**Selected text:**
►

The motion determination method according to any one of supplementary notes 1 to 4, further including in a case where it is determined that the motion of transferring the object is not able to be executed on the object, executing at least one of processing of stopping the motion of transferring the object by the mobile apparatus and processing of notifying a management apparatus that manages movement of the mobile apparatus.

(Supplementary Note 6)

The motion determination method according to any one of supplementary notes 1 to 5, in which

• • the mobile apparatus includes loading means for loading the object, and lifting or lowering means for lifting or lowering the loading means,
  • the apparatus information includes information indicating a height of the loading means with respect to a reference position in the mobile apparatus,
  • the object information includes at least information indicating a height of the object, and
  • the range information includes at least information indicating a range in a height direction.

(Supplementary Note 7)

The motion determination method according to supplementary note 6, in which

• • the mobile apparatus includes horizontal moving means for moving the loading means in a horizontal direction,
  • the apparatus information includes information indicating a position of the loading means in a horizontal direction with respect to a reference position in the mobile apparatus,
  • the object information includes at least information indicating a length of the object in a horizontal direction, and
  • the range information includes at least information indicating a range in a horizontal direction.

(Supplementary Note 8)

A motion determination system including

• • object information acquisition means for acquiring object information including information regarding a size of an object,
  • apparatus information acquisition means for acquiring apparatus information that is information regarding a mobile apparatus that moves the object,
  • range information acquisition means for acquiring range information indicating a range in which an object can be moved at a motion place where a motion of transferring the object by a mobile apparatus is executed, and
  • determination means for determining the motion of transferring the object is able to be executed on the object at the motion place according to the object information, the apparatus information, and the range information.

(Supplementary Note 9)

The motion determination system according to supplementary note 8, in which

• • the determination means
  • specifies size information indicating a size necessary for enabling the mobile apparatus to execute the motion of transferring the object on the object based on the object information and the apparatus information, and
  • determines the motion of transferring the object is able to be executed on the object at the motion place according to the size information and the range information.

(Supplementary Note 10)

◄

Answer from the supplementary notes:
(a) Under Supplementary Note 6, what does the range information include at least?
(b) Under Supplementary Note 7, what does the horizontal moving means move, and in which direction?
(c) Under Supplementary Note 9, what is the size information based on?
Rely only on the supplementary notes above.

**Available data:**
►

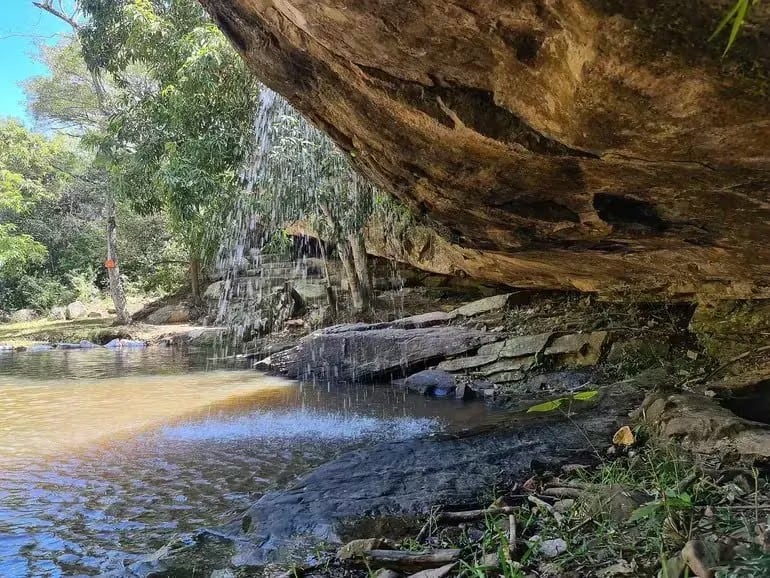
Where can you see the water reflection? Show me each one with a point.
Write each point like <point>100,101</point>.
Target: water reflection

◄

**The answer:**
(a) Information indicating a range in a height direction.
(b) It moves the loading means in a horizontal direction.
(c) The object information and the apparatus information.